» **Cuplikan Halaman**:
Gugatan Tambang Nikel

Gugatan Tambang Nikel, PT KMS 27 Menangkan IUP di Blok Mandiodo Konawe

PT KMS akhirnya memenangkan gugatan pencabutan Izin Usaha Pertambangan (IUP) yang dimilikinya di PTUN Jakarta.

Featured-Image
Lokasi wilayah IUP PT KMS 27 di Blok Mandiodo. (Foto: net/Istimewa)

bakabar.com, JAKARTAPT Karya Murni Sejati 27 (PT KMS), sebuah perusahaan lokal di Konawe Utara akhirnya memenangkan gugatan pencabutan Izin Usaha Pertambangan (IUP) yang dimilikinya di PTUN Jakarta. Gugatan tersebut dilayangkan dengan tergugat adalah BKPM RI dan PT Antam Tbk (tergugat Intervensi).

Prof. Denny Indrayana, Senior Partner Indrayana Centre for Government. Constitution, and Society (INTEGRITY) Law Firm, selaku kuasa hukum dari PT KMS menyambut baik putusan tersebut.

Setelah sekian lama berjuang melawan oknum perusahaan, kata Denny, akhirnya PT KMS berhasil melawan pihak-pihak yang diduga melakukan tindak pidana korupsi di bidang pertambangan.

“Dalam putusan Nomor 3/G/2023/PTUN.JKT yang tertera di dalam website e-court PTUN Jakarta (Kamis, 21/07/2023), majelis hakim menjatuhkan beberapa amar putusan. “1. Mengabulkan gugatan penggugat untuk seluruhnya; 2. Menyatakan batal Surat Keputusan Menteri Investasi/Kepala BKPM Nomor 2022627-01-12274 tentang Pencabutan Izin PT Karya Murni Sejati 27 tertanggal 27 Juni 2022; 3. Mewajibkan Tergugat untuk Mencabut Surat Keputusan Menteri Investasi/Kepala BKPM Nomor 2022627-01-12274 tentang Pencabutan Izin PT Karya Murni Sejati 27 tertanggal 27 Juni 2022,” ujar Denny dalam keterangannya, Sabtu (23/7).

(Cuplikan data anotasi titik)
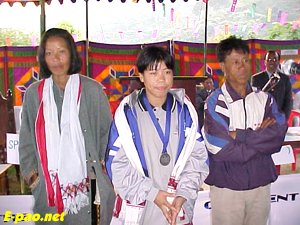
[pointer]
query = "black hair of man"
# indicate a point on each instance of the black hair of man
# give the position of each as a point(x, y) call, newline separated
point(272, 52)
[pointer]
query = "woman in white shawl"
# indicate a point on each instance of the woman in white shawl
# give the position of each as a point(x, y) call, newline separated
point(63, 136)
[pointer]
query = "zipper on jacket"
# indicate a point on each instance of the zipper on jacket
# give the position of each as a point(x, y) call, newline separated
point(245, 127)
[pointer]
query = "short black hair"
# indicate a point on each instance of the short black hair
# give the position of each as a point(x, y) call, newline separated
point(272, 52)
point(76, 63)
point(226, 46)
point(150, 56)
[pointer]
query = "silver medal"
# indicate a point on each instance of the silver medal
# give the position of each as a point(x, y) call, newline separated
point(165, 159)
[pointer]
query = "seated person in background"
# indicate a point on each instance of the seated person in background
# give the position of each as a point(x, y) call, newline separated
point(282, 92)
point(201, 95)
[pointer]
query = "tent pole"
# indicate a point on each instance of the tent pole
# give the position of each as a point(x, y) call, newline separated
point(205, 37)
point(87, 37)
point(43, 18)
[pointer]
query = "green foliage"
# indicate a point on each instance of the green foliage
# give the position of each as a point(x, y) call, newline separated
point(283, 32)
point(14, 37)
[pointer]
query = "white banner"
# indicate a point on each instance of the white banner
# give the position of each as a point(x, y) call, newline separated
point(285, 203)
point(12, 146)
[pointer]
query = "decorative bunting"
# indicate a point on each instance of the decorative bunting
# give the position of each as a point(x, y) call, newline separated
point(253, 10)
point(233, 5)
point(172, 14)
point(269, 15)
point(153, 5)
point(226, 28)
point(121, 35)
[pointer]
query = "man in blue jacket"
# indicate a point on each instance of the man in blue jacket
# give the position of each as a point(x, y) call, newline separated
point(242, 129)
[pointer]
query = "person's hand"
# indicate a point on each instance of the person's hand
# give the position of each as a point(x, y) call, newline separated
point(162, 202)
point(266, 123)
point(177, 203)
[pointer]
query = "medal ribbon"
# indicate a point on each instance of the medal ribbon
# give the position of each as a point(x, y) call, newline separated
point(164, 137)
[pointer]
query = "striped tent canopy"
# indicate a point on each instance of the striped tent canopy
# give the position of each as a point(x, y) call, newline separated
point(38, 2)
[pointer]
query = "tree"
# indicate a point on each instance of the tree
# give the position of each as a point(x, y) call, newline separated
point(283, 32)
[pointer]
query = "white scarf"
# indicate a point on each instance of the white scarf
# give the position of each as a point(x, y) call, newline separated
point(66, 157)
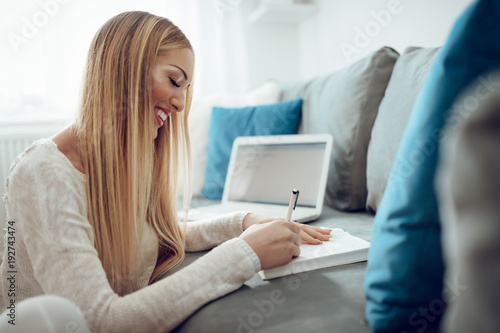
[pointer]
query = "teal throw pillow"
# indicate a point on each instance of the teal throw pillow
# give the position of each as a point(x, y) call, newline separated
point(404, 278)
point(226, 124)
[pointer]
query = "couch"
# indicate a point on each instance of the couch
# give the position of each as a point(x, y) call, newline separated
point(365, 106)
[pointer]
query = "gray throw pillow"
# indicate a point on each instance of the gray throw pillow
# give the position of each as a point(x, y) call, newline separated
point(345, 104)
point(406, 80)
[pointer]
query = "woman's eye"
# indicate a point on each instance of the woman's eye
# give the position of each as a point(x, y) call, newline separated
point(174, 83)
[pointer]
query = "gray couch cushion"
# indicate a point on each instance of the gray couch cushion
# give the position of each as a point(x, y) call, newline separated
point(345, 104)
point(404, 85)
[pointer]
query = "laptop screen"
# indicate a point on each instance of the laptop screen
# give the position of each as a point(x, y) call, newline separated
point(266, 173)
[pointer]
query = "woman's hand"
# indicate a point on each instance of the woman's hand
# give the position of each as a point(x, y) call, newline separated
point(308, 233)
point(275, 243)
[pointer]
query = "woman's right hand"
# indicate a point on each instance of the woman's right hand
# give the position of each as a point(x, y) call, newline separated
point(275, 243)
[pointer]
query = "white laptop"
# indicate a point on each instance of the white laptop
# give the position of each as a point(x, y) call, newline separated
point(263, 170)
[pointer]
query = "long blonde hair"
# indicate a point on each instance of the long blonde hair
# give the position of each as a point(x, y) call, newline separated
point(131, 178)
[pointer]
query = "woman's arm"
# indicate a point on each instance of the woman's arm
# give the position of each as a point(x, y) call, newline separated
point(52, 228)
point(205, 234)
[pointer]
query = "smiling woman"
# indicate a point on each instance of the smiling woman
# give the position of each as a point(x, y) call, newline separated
point(102, 225)
point(170, 82)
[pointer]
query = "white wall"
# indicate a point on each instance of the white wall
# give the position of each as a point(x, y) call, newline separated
point(413, 23)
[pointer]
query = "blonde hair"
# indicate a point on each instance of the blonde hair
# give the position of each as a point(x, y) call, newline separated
point(131, 178)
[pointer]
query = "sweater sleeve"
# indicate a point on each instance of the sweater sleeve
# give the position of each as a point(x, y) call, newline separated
point(47, 207)
point(205, 234)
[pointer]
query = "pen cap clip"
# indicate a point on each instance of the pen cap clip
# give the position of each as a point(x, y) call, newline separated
point(296, 194)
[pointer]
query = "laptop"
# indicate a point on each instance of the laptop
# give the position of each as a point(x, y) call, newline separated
point(263, 171)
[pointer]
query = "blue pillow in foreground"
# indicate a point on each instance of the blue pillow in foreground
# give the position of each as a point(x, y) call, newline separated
point(226, 124)
point(404, 277)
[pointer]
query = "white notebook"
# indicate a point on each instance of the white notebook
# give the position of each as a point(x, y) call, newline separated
point(343, 248)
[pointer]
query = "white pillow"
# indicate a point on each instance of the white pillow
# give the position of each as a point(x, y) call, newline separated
point(199, 120)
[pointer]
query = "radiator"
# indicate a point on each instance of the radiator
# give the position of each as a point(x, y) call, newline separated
point(14, 139)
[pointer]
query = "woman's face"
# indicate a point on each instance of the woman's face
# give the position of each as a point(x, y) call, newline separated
point(171, 75)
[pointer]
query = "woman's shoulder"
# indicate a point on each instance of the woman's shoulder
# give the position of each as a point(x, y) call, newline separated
point(43, 159)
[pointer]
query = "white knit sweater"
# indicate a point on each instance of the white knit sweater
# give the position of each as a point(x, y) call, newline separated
point(45, 197)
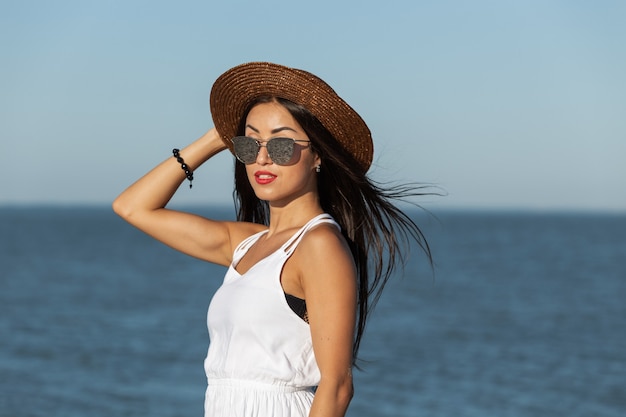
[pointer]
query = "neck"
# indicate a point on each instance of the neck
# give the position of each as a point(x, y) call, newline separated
point(294, 214)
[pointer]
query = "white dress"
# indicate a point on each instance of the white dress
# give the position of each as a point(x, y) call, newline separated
point(260, 361)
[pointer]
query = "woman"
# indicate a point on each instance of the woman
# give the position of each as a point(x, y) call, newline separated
point(286, 324)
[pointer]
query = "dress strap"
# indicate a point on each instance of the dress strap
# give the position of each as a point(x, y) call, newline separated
point(293, 242)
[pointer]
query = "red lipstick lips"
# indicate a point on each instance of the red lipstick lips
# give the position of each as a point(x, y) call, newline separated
point(264, 177)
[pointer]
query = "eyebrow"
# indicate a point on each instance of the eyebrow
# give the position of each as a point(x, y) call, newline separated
point(274, 131)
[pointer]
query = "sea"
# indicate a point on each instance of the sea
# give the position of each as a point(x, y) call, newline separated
point(522, 315)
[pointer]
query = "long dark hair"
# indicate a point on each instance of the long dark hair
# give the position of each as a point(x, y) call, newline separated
point(377, 231)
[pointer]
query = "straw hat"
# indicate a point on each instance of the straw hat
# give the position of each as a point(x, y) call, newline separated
point(234, 90)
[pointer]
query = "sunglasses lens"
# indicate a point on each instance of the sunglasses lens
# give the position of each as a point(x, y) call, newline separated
point(280, 150)
point(246, 149)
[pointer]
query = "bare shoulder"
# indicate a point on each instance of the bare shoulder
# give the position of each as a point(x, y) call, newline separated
point(324, 254)
point(238, 231)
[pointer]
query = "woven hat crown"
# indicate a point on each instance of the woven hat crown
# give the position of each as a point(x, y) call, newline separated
point(234, 90)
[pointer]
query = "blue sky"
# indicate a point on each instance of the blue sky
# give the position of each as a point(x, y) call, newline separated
point(503, 104)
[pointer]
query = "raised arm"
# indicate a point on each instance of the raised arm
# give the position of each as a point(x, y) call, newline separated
point(143, 205)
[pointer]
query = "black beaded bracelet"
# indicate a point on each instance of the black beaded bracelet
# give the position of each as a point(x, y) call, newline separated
point(183, 165)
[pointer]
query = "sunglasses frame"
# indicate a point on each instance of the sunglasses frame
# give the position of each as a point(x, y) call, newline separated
point(265, 145)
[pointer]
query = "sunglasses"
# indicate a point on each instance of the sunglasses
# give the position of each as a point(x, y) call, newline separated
point(280, 150)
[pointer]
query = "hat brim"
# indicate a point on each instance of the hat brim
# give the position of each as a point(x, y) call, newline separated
point(234, 90)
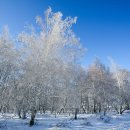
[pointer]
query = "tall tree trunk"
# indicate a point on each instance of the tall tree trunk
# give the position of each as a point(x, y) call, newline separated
point(75, 114)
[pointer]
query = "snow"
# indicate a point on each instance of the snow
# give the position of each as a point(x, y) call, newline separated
point(66, 122)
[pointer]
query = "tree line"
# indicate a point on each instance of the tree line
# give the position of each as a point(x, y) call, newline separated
point(40, 71)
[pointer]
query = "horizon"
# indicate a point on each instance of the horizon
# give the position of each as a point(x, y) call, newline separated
point(103, 26)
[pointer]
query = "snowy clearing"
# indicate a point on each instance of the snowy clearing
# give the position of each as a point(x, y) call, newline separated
point(65, 122)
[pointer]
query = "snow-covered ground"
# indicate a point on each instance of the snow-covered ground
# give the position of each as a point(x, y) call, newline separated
point(66, 122)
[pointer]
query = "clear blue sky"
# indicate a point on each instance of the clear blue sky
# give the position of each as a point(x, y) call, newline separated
point(103, 25)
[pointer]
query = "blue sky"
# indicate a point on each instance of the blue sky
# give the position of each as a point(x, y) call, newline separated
point(103, 25)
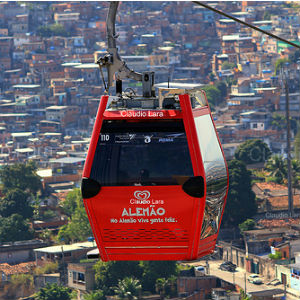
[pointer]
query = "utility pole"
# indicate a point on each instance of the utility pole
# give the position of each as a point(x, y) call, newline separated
point(288, 143)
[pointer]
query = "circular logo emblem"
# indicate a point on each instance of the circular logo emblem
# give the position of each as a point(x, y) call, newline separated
point(142, 195)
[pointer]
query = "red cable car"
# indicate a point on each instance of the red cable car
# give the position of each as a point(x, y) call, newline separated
point(155, 179)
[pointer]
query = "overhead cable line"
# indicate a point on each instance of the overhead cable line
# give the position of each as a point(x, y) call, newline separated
point(246, 24)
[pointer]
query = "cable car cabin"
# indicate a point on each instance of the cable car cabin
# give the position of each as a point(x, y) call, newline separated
point(155, 180)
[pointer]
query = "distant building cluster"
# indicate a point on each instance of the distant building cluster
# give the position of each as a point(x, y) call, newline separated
point(50, 88)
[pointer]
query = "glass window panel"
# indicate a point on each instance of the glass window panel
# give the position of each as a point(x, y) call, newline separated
point(141, 153)
point(215, 173)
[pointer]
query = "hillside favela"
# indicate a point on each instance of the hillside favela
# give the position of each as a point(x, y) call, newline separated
point(50, 90)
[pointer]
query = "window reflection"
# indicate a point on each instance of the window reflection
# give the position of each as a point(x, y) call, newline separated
point(215, 172)
point(142, 153)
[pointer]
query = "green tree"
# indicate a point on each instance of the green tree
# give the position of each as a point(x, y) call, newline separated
point(253, 151)
point(213, 95)
point(16, 201)
point(14, 228)
point(54, 292)
point(294, 56)
point(95, 295)
point(20, 176)
point(297, 144)
point(128, 288)
point(277, 169)
point(222, 87)
point(20, 285)
point(171, 288)
point(160, 287)
point(249, 224)
point(227, 65)
point(295, 164)
point(241, 203)
point(279, 64)
point(78, 228)
point(107, 274)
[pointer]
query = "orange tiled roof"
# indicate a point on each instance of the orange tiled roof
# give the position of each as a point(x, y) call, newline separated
point(270, 186)
point(21, 268)
point(280, 202)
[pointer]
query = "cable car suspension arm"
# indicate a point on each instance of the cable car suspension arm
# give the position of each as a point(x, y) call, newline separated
point(112, 61)
point(246, 24)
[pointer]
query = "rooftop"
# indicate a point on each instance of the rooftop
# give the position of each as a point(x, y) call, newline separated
point(66, 248)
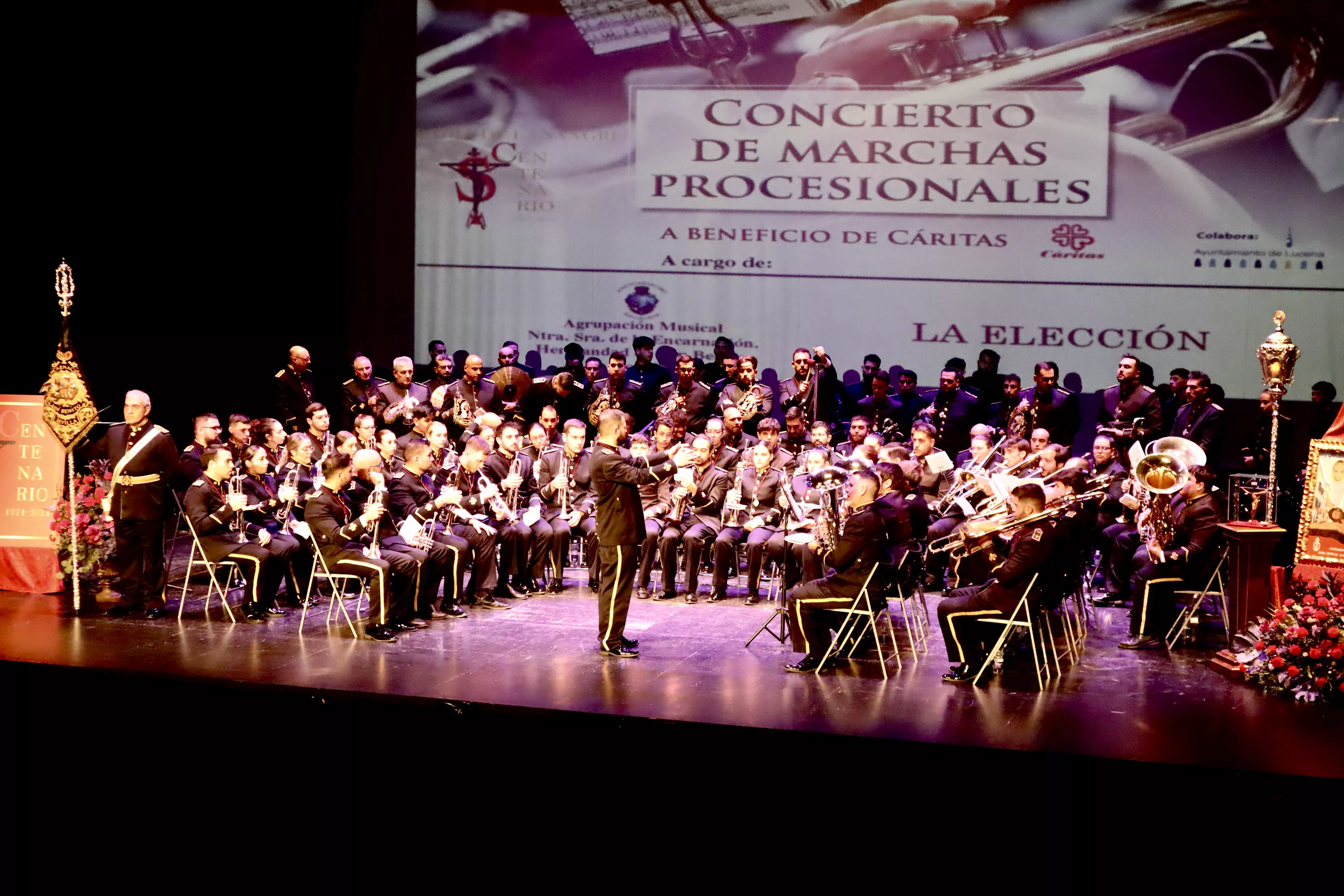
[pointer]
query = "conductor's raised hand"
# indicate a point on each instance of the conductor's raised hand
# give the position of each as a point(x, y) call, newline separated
point(861, 53)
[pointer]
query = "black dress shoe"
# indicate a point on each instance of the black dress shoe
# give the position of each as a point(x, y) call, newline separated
point(965, 673)
point(807, 664)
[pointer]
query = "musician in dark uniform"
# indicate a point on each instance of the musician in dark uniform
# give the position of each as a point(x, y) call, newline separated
point(701, 495)
point(293, 390)
point(1129, 410)
point(858, 549)
point(340, 536)
point(525, 549)
point(1201, 420)
point(687, 394)
point(764, 508)
point(960, 612)
point(142, 460)
point(398, 398)
point(734, 394)
point(212, 514)
point(815, 391)
point(264, 500)
point(1187, 562)
point(566, 499)
point(620, 524)
point(952, 413)
point(1050, 408)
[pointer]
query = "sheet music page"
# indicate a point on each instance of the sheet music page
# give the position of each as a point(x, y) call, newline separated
point(620, 25)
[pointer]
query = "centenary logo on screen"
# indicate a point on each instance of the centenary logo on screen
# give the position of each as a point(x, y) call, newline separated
point(475, 168)
point(642, 300)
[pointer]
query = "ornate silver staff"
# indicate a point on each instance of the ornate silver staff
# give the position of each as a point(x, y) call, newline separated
point(68, 409)
point(1277, 357)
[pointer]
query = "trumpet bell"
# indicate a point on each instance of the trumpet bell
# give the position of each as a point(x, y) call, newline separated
point(829, 479)
point(1162, 473)
point(1188, 452)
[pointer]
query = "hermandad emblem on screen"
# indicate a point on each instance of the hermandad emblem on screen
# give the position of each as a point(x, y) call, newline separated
point(1074, 237)
point(474, 168)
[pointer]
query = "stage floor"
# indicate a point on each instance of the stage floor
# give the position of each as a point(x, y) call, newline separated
point(1140, 706)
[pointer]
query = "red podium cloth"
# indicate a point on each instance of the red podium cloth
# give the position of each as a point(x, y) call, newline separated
point(30, 570)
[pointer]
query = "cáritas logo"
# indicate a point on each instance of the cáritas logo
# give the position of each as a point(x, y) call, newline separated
point(475, 168)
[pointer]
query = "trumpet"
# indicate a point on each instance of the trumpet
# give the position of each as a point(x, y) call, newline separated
point(288, 507)
point(934, 65)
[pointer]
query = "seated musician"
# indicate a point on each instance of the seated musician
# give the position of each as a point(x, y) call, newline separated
point(768, 432)
point(655, 500)
point(526, 542)
point(1187, 562)
point(795, 433)
point(412, 495)
point(734, 436)
point(267, 499)
point(213, 514)
point(568, 504)
point(861, 544)
point(761, 494)
point(342, 538)
point(299, 449)
point(734, 394)
point(960, 612)
point(366, 430)
point(426, 565)
point(699, 495)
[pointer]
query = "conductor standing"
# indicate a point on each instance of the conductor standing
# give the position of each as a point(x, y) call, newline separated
point(617, 477)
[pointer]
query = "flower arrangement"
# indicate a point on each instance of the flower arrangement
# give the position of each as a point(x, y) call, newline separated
point(94, 528)
point(1299, 651)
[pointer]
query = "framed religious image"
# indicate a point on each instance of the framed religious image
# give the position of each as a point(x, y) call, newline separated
point(1320, 540)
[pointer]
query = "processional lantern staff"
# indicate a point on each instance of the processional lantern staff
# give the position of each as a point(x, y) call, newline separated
point(1277, 357)
point(68, 409)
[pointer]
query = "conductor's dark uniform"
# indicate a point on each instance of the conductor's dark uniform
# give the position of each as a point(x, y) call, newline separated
point(136, 496)
point(959, 614)
point(812, 604)
point(620, 530)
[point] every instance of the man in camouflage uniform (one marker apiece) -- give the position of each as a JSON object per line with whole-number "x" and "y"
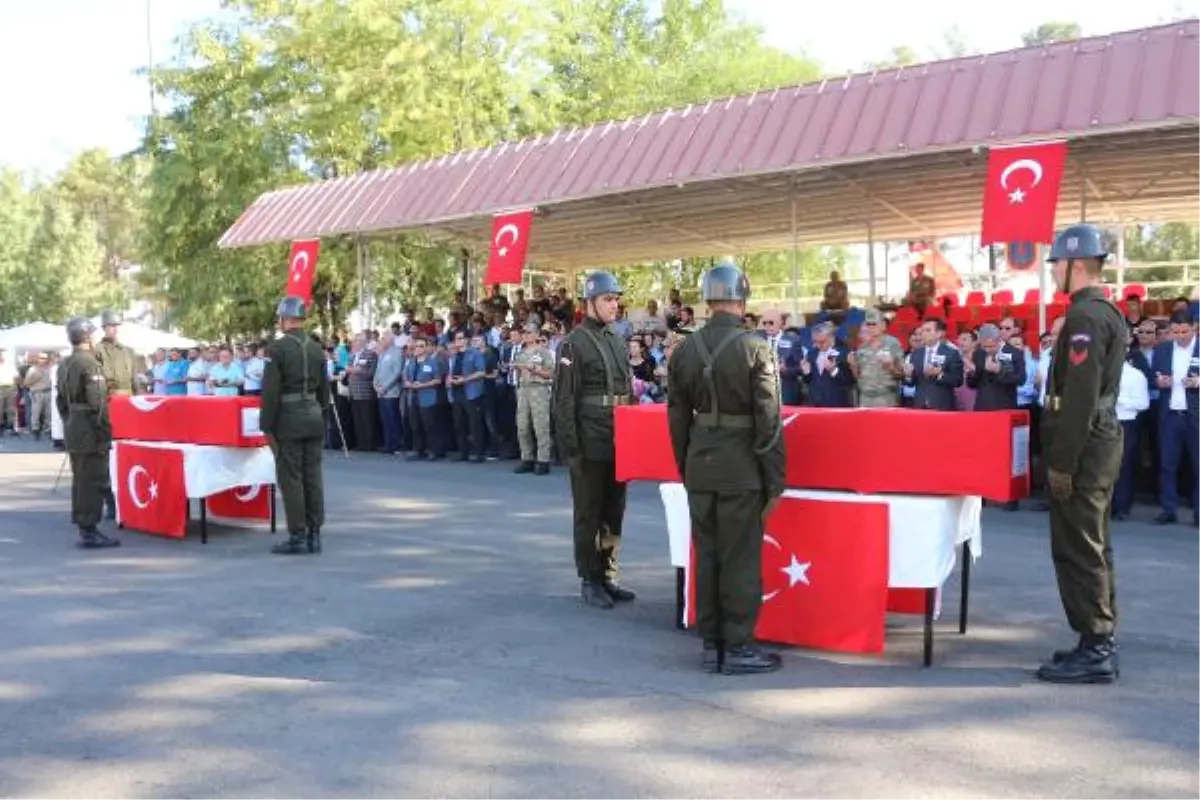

» **Petunjuk**: Dalam berita gugatan tambang nikel di atas, siapa yang bertindak sebagai kuasa hukum PT KMS?

» **Jawaban Benar**: Prof. Denny Indrayana.